Could you retype every line of the data underneath without altering anything?

*** Source data ***

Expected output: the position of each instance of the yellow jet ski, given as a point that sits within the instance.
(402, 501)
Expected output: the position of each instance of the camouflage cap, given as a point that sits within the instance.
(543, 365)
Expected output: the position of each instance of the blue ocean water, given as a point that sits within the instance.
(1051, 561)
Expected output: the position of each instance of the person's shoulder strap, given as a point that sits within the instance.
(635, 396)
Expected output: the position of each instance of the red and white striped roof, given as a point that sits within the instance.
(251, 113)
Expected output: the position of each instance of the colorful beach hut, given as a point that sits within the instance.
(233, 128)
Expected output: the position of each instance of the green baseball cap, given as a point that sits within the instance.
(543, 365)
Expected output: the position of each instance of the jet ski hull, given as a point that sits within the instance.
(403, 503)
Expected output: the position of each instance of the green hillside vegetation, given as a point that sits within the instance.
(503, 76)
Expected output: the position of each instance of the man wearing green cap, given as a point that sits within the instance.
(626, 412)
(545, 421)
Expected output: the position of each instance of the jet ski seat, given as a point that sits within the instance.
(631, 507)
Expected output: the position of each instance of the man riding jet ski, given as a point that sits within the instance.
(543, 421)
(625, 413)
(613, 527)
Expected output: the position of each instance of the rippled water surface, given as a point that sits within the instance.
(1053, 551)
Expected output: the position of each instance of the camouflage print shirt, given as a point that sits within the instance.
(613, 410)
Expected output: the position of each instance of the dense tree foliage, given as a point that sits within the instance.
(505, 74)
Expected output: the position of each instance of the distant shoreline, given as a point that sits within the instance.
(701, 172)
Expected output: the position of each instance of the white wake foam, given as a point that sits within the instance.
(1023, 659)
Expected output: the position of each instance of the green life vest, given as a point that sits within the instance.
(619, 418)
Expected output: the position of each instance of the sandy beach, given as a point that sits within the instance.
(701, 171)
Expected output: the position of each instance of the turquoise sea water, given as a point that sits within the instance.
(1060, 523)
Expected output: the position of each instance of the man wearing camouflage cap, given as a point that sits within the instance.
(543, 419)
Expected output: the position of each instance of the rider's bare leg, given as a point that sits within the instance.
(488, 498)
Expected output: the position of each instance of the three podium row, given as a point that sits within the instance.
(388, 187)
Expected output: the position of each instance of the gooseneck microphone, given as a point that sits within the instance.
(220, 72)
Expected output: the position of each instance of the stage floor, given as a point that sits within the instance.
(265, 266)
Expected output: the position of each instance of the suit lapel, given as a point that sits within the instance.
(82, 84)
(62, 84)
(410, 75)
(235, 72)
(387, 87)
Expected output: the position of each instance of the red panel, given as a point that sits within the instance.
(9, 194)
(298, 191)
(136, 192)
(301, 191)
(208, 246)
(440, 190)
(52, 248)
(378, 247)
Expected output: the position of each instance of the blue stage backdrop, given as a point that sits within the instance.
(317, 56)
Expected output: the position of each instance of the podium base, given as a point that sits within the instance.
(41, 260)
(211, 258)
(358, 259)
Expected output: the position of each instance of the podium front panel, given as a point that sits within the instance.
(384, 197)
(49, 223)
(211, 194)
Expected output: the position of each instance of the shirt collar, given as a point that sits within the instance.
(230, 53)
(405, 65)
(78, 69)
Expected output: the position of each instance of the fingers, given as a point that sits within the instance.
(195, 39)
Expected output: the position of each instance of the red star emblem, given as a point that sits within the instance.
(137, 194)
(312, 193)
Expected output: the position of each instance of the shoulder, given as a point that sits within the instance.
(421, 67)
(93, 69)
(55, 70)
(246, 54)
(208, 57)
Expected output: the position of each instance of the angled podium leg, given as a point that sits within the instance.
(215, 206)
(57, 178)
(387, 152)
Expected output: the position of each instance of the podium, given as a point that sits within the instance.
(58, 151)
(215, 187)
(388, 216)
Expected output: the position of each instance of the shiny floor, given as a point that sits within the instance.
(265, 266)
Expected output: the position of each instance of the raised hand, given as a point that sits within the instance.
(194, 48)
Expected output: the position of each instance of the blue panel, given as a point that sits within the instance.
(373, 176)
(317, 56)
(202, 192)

*** End of Source data ***

Answer space:
Expected output: the position of each instance of the yellow jet ski, given as a point that sits within the instance.
(402, 501)
Expected output: the position of each instance of the camouflage cap, given as a point that sits within the instance.
(543, 365)
Expected output: the position of each instance of the blue ocean water, given as a point that sits within the instance.
(1051, 561)
Expected output: the position of each instance of the person's shoulder strap, given as a point that sits within the instance.
(635, 396)
Expected output: the position of each instance of the red and white striped roof, given as a point that sits within the instance.
(251, 113)
Expected output: the position of each instance of the colorful beach hut, given as a point that sits within the instance.
(233, 128)
Expected output: the position of each instance of the green baseball cap, given as a point that sits within the instance.
(543, 365)
Expected output: the position of each instance of the jet ski hull, given as a point that sits within the instance.
(403, 503)
Expected output: the position of each instance of the green hillside vegetation, given as a point that sits within the instance.
(503, 76)
Expected output: the position of each instance of the man wearing green cap, given as a point that sits within the instance.
(626, 412)
(545, 421)
Expected output: the position of each instance of the jet ski seat, given as a point that sits within the instance.
(631, 507)
Expected output: the position of each instance of the man riding jet ski, given as a point that sits within the instance.
(543, 421)
(625, 413)
(613, 527)
Expected output: the position of each instance of the rippled water surface, given as a point that sits within the instance.
(1053, 551)
Expected output: the position of each instance of the camouflage print shirt, given as a point that sits within the instance.
(613, 410)
Expected output: the position of each instance of the dense tree foliage, given as a point that sits within the instance.
(505, 74)
Expected output: the position of each instance of the distant shoreline, given as a point that sits within the instance.
(701, 172)
Expected output: the position of each instance of the white wake foam, given as a point that sits within the instance.
(1023, 659)
Expected output: the position of each instance of the green life vest, given as a point that sits within the instance.
(619, 418)
Expected output: the position of each instance of the sandy beach, given as a point that sits within the instance.
(701, 171)
Expected output: the position of each instance of the turquoise sea water, given as a point that sits within the instance.
(1060, 523)
Expected output: the position of each instance of the man wearing camouflage cap, given as a point that sits within the instance.
(543, 419)
Expected output: the position of each instance of the rider's bare leg, given as a point that sits within the instance.
(488, 498)
Expected output: the position of each instance of the three podium row, given as a point that sits within the instance.
(388, 187)
Expected output: the position of each instance of the gooseneck microphone, given as a point that sits within the instance.
(220, 72)
Expected output: the position of each instance of the stage floor, given as a point that sits within the instance.
(265, 266)
Expected output: the position of each instance of the suit lapel, given as a point that sits within the instance.
(82, 84)
(62, 84)
(410, 75)
(235, 72)
(387, 87)
Expected output: the position of each instance of the red panel, given as a point that sits within the instance.
(9, 194)
(298, 191)
(136, 192)
(301, 191)
(208, 246)
(440, 190)
(52, 248)
(378, 247)
Expected output: the position of each instance of the blue stage backdrop, given as a point that sits within the instance.
(317, 56)
Expected output: the position of each instance of the podium base, given as a point that sits within the instance.
(41, 260)
(211, 258)
(358, 259)
Expected output: the position of each instance of the podium front panel, given as a point that sits within the instance.
(384, 197)
(49, 223)
(211, 194)
Expected output: the position of each instance of the shirt collar, given as a point that sits within the instance.
(230, 53)
(405, 65)
(78, 69)
Expected output: the position of each instance of the fingers, given as a point that sits within the instance.
(195, 39)
Expected output: the position of each instance of the red star emblem, given as a point that sits within the instance.
(137, 194)
(312, 193)
Expected output: the position of each instance of the shoulder, given as a point that sits within the instance.
(421, 67)
(93, 69)
(55, 70)
(246, 54)
(208, 57)
Expected output: the position of each instance of the angled podium leg, given as a point that sits within the instance.
(215, 206)
(57, 178)
(387, 152)
Expected output: the position of each instance of the podium, given as a point that sits within the instance.
(58, 151)
(215, 187)
(388, 216)
Expected output: the position of each instance of the shiny floor, given as a point that sits within the instance.
(265, 266)
Expected output: the position of each instance of the raised hand, given as a point that sits within the instance.
(194, 48)
Expected output: the position of each instance of the blue panel, given as a point that sits within the instance.
(373, 176)
(317, 56)
(202, 192)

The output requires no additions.